» **Texte fourni**:
((
Les contre-cultures françaises
Publié le 29 Juillet 2017
Une contre-culture émerge en France, dans les marges de la culture bourgeoise. C’est dans le sillage de la contestation des années 1968 que s’invente cette contre-culture. En France, les cultures populaires (cinéma, rock, bande dessinée, journalisme, télévision, graffiti…) influent sur les cultures traditionnelles (littérature, philosophie, art, théâtre…). Guillaume Désanges et François Piron dirigent un livre collectif intitulé Contre-cultures 1969-1989. L’esprit français.
Les contre-cultures françaises mêlent tous les genres et refusent les séparations, avec « un mélange d’idéalisme et de nihilisme, d’humour caustique et d’érotisme, de noirceur et d’hédonisme », présentent Guillaume Désanges et François Piron. L’absurde et l’humour noir conduisent à la révolte. L’individualisme et la marge sont valorisés. « La liberté française se cultive hors-sol, hors des mouvements et des écoles. Elle célèbre les autodidactes, les dissidents et les inclassables », observent Guillaume Désanges et François Piron. C’est dans la marge que la créativité peut réellement s’exprimer.
))
» **Consigne écrite 1**:
D'après le texte fourni, dans le sillage de quelle contestation s'invente la contre-culture en France ?
» **Consigne écrite 2**:
Relevez dans le texte fourni tous les termes du mélange que Guillaume Désanges et François Piron attribuent aux contre-cultures françaises.

» **Données enregistrées**:
((
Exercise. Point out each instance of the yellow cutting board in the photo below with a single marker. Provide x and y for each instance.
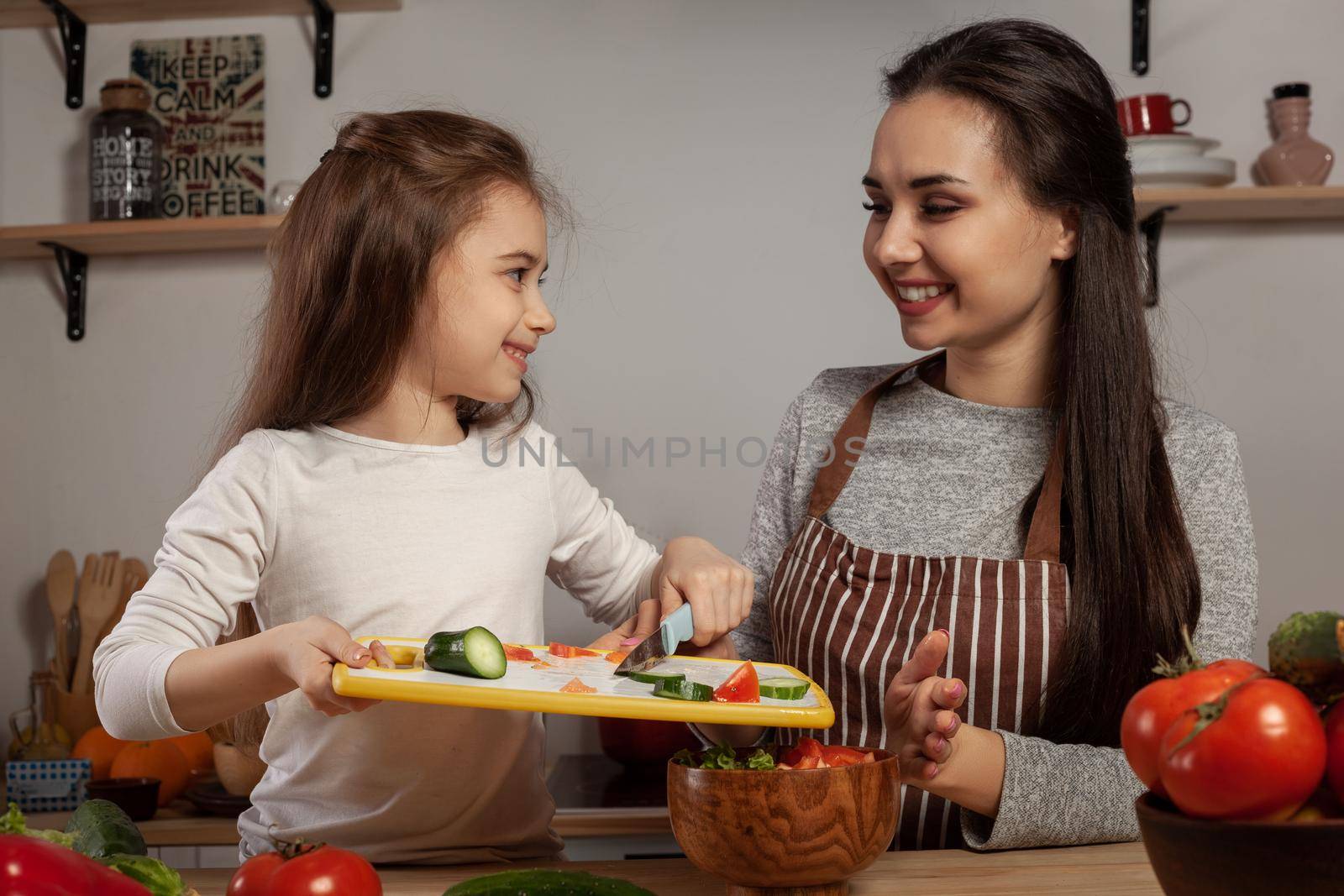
(526, 688)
))
» **Réponse complète 1**:
Dans le sillage de la contestation des années 1968.

» **Réponse complète 2**:
- idéalisme
- nihilisme
- humour caustique
- érotisme
- noirceur
- hédonisme